Your instructions =>
Convert the lines from the one containing "Segment the field" through the one containing "[[[51,61],[0,60],[0,80],[120,80],[114,57],[62,57]]]", inclusive, into a JSON list of strings with one string per line, omitting blank lines.

The data =>
- - -

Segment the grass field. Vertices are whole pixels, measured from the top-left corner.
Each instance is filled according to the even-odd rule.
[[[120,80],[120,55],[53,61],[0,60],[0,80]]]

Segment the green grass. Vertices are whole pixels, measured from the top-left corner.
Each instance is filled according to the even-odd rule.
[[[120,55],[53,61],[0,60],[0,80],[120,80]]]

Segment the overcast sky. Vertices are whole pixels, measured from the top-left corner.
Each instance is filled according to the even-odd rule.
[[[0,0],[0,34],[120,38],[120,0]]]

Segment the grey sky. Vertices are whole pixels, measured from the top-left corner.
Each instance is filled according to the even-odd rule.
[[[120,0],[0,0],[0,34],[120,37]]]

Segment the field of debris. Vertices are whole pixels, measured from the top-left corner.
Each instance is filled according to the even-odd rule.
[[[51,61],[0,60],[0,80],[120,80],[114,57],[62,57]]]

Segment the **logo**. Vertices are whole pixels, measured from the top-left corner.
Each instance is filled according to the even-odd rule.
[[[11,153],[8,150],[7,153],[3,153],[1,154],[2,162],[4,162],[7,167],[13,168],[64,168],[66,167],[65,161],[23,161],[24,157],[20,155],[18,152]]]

- - -

Response below =>
[
  "Segment the field of debris. Vertices are whole pixels, measured from the top-left corner.",
  "Each instance is filled according to the even-odd rule.",
  "[[[51,61],[0,60],[0,80],[120,80],[114,57],[62,57]]]"
]